■ **Directive**:
Answer these from the Bloody Mary history excerpt:
1. What did Chef Louis Perrin use when he ran out of oranges in 1917?
2. In which Paris bar does the 1921 claim say Fernand Petoit created the Bloody Mary?
3. In what year is Petoit's direct quote about modernizing the drink dated?

In 1917, Chef Louis Perrin, working in a hotel in French Lick, Indiana (what a name for a place) ran out of oranges and used tomatoes instead, inventing tomato juice as we know it today.
(Citation needed, this is a topic with a fair amount of discussion and it's almost certain that Perrin did not actually invent tomato juice. I mean... it's juiced tomato, a fair argument is that it's nature's creation or Gods', whatever keeps your boat afloat. It is mainly put to emphasize that the popularity of tomato juice was burgeoning or resurging at this time.) (I do think he was the first to use it in drinks? But I haven't done any juice research, I beg of you, there is other stuff to talk about (although now; I am intrigued.)
it should also explain why then, in France 1921, we finally have our first claim of the Bloody Mary!
Stating that Fernand Petoit created it in the New York Bar (Now called Harry's New York Bar) in Paris.
The confusion starts here folks!
I don't quite believe Fernand Petoit was the originator of the Bloody Mary. Frankly I'd love to be proven wrong and have this be the easiest question to answer so I can move on with the rest of it's history, but there are two things that frustrate me to think about.
1: I can only find the claim of 1921 being attributed to his grand daughter, rather than him directly. I'd be inclined to just believe historical wear-and-tear on this one, but:
2: He does have a direct quote in 1934 that describes a modernization of the Bloody Mary:
" -it was really nothing but vodka and tomato juice when I took it over"
I may be picking at words. But who says 'take it over' when they are confidently sure they've created it, If it were 1921 -way before all other claims?

■ **Data block**:

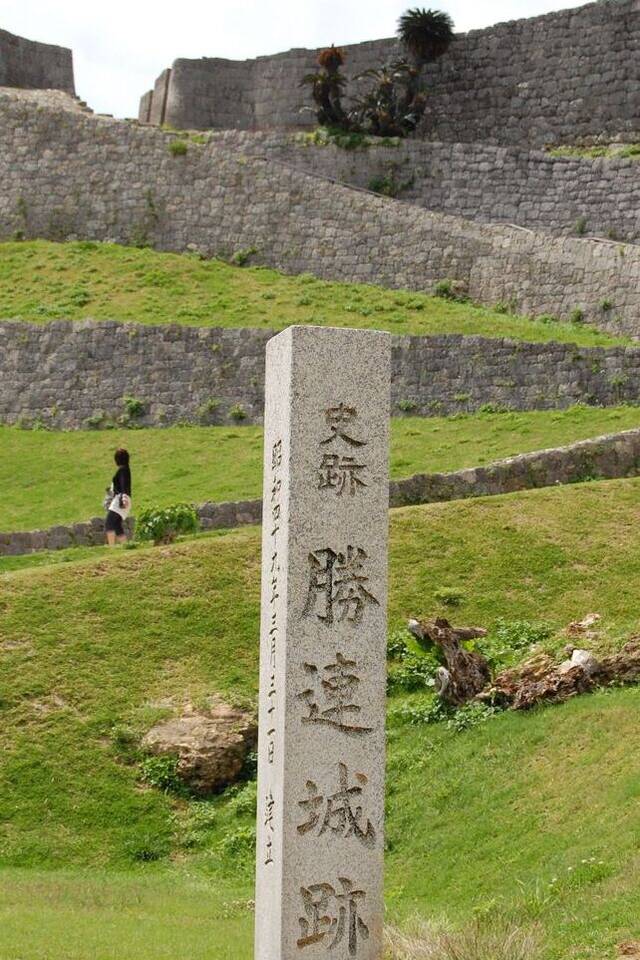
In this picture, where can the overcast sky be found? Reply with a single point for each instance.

■ **Task output**:
1. Tomatoes.
2. The New York Bar, now called Harry's New York Bar.
3. 1934.